» TASK OBJECTIVE: Copy the lines of the items below, starting from the one containing "of the green" and running down to the last line of the items, requests included. Multiply every coordinate in the answers by 0.7 and round to the nearest whole number, with halves rounded up.

Source records
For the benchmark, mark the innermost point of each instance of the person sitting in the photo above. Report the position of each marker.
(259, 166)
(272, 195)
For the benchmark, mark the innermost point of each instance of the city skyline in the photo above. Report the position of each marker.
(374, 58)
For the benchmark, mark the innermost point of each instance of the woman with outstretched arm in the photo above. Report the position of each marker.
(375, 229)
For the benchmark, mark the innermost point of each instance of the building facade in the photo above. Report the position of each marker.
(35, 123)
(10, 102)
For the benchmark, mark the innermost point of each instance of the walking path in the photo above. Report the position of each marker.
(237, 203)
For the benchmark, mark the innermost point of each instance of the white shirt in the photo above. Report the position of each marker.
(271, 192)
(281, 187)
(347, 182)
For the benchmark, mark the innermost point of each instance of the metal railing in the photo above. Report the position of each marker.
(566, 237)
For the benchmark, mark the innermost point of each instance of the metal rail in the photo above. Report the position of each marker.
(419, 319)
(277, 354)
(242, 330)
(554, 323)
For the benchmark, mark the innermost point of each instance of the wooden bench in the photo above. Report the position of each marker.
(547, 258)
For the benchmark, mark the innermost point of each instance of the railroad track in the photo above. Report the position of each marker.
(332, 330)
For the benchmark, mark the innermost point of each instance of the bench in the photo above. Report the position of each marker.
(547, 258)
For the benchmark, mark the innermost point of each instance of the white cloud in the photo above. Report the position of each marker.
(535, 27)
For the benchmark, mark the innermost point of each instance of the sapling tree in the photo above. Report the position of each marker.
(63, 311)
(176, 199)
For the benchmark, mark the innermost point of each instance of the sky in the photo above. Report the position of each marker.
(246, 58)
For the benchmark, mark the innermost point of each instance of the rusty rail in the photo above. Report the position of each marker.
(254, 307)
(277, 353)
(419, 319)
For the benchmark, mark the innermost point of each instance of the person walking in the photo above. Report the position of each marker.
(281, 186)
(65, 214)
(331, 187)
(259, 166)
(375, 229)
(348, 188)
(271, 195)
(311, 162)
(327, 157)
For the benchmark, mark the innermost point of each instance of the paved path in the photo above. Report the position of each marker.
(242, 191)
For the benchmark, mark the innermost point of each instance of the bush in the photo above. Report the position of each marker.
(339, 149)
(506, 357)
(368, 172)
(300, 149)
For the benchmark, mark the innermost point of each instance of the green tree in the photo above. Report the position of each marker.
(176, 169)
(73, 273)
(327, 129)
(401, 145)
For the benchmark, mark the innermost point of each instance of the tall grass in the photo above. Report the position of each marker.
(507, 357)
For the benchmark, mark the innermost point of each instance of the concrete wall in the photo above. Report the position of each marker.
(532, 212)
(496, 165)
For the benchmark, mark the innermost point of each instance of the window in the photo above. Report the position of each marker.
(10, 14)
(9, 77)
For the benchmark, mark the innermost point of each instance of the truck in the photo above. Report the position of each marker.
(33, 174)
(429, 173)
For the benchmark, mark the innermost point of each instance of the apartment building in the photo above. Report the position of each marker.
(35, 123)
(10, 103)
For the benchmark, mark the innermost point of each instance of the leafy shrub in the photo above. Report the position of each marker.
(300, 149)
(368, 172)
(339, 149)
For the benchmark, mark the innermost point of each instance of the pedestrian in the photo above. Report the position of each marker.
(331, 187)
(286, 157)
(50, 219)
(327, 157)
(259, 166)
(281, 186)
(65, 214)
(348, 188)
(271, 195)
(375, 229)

» WORKED ANSWER:
For the benchmark, mark the innermost point of each instance of the green tree in the photo above. Report the position of each marker.
(123, 118)
(51, 191)
(229, 90)
(281, 102)
For the benchmark, mark the innermost point of each instance of the tall grass in the photo above. Report the position of each marker.
(355, 250)
For the benchmark, mark the innermost point of each instance of the concrete wall in the photo above. Report the position of each marker.
(372, 148)
(347, 116)
For the benchmark, mark the innermost point of each instance of the window in the photo above. Report the position of each marker.
(7, 10)
(6, 54)
For the benchmark, mark the innermost point of each instance of the truck in the photo above. Report the position of each marker.
(23, 122)
(300, 121)
For the benchmark, mark the innermost point of each instance of the apartment building in the photo above. Report the position of each marker.
(25, 86)
(7, 72)
For the benchmark, mark the innermost point of each instance of the leafy shrub in the photo above. Report the position of each marker.
(210, 104)
(258, 120)
(237, 104)
For the benchmark, mark the innermost point of each instance of the pedestrian in the photo above. Report the position of each marker.
(232, 131)
(200, 110)
(35, 153)
(229, 110)
(181, 116)
(197, 130)
(46, 150)
(244, 132)
(190, 137)
(263, 160)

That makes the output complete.